WHAT THE EXERCISE ASKS: Revise the data below so that each "named phrase" becomes "given label", leaving everything else as it stands.
-- START --
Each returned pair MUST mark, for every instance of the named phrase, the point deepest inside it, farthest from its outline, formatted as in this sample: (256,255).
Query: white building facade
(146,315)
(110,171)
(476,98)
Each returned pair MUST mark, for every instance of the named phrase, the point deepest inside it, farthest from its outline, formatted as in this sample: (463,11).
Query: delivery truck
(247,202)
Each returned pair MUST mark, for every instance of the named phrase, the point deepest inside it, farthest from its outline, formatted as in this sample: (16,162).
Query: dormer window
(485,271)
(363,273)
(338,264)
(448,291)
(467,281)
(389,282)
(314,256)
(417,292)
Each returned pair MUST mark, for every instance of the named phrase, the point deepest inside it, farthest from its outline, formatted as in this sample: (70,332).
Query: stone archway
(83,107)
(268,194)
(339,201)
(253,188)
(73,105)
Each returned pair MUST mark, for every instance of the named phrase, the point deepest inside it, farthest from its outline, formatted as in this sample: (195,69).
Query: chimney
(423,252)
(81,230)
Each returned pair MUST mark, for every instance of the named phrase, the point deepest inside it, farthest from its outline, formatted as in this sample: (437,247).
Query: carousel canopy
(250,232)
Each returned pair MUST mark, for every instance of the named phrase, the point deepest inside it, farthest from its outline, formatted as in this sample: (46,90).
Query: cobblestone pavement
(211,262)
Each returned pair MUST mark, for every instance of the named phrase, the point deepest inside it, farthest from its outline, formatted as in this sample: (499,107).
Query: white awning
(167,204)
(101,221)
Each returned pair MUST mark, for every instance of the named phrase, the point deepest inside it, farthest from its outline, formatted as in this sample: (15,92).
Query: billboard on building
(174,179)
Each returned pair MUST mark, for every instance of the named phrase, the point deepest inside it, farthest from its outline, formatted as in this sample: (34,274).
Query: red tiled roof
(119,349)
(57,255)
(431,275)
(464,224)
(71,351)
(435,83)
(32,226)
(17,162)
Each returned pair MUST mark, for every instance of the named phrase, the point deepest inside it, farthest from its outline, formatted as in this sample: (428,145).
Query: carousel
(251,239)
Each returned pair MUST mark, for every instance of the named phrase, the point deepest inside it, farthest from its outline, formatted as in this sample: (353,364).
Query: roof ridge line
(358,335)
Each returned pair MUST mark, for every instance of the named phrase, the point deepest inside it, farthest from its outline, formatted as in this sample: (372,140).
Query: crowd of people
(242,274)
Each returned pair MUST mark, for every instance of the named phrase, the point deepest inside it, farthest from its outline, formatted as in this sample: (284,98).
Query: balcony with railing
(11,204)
-- END --
EXERCISE OUTPUT:
Each returned pair MUST mark, for every instance of the given label, the point deepest inside it, farthest from its outline, formatted as in this sample: (256,255).
Query: white building facade
(146,315)
(110,171)
(476,98)
Each returned pair MUST mark, for every instance of the given label, the point deepest inside it, farthest from its outline, formatted as in this sample: (463,11).
Query: delivery truck
(247,202)
Each returned pair MUST mark, for every instance of the given label, the point deepest inside it, farthest from its outline, formatted as in this sample: (16,162).
Query: dormer window
(485,271)
(363,273)
(338,264)
(448,291)
(467,281)
(389,282)
(314,256)
(417,292)
Each returned pair MUST mark, for every instance of the given label, the point deepest inside it, farthest from its outline, formatted as in this sample: (70,332).
Query: stone archway
(83,107)
(268,194)
(339,201)
(253,188)
(73,105)
Each returned pair MUST mark, for every instance of the given label, the point deepest inside it, farthest from its outline, formatted as in this sample: (195,69).
Query: chimney
(423,252)
(81,230)
Each returned pair MUST mark, for every instance of the given label, the point deepest inside it, farthest from its outline, formatted as in this sample: (437,247).
Query: carousel canopy
(250,232)
Each returned pair MUST mark, for every instance of the given label, the point deepest inside it, farthest from its outline, formatted as in this sample: (46,90).
Query: cobblestone pavement
(211,262)
Each returned pair MUST mark, for every instance of the given label, the point deepest inside it, farthest from its outline, formatted as in this sample: (499,107).
Query: white awning
(167,204)
(101,221)
Each returned pair MUST mark, for every instance of the given label, the point deepest inside it, farthest from its outline, formatted as in this sample: (15,92).
Query: billboard on building
(174,179)
Each returned pair MUST mark, for every instance of the given label, the point deepest inside it, farthest from its outline, formatted as in this sample: (34,274).
Query: red tiled roof
(119,349)
(57,255)
(431,275)
(464,224)
(71,351)
(435,83)
(32,226)
(17,162)
Each returned pair MUST mark, for every instance of the given label, the point deepest inside it, farthest from its outline, formatted as in this sample: (428,145).
Query: carousel
(251,239)
Each returned pair MUST mark, for every instance of the given label, the point deepest inside it, farthest from its outline, formatted as in this sample: (353,364).
Query: roof ridge line
(358,335)
Each returned pair MUST mark, for every instance of the given label, the point deepest inside it, farthest from its outline, formatted as in this sample: (372,140).
Query: crowd of people
(242,274)
Each returned pair MUST mark, for every instance of the given label, the point deepest inside it, farthest from its outline, formatted as in this sample: (284,98).
Query: balcony with railing
(11,204)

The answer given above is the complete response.